■ **What is needed**: From the first line to the last, print the records exactly.

####

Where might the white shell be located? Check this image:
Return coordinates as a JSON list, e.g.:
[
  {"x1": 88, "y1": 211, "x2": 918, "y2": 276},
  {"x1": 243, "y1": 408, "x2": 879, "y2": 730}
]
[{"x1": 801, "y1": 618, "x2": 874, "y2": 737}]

####

■ **Problem solution**:
Where might the white shell be located? Check this image:
Return coordinates as a JSON list, e.g.:
[
  {"x1": 88, "y1": 211, "x2": 918, "y2": 276},
  {"x1": 243, "y1": 408, "x2": 879, "y2": 730}
]
[{"x1": 801, "y1": 618, "x2": 874, "y2": 737}]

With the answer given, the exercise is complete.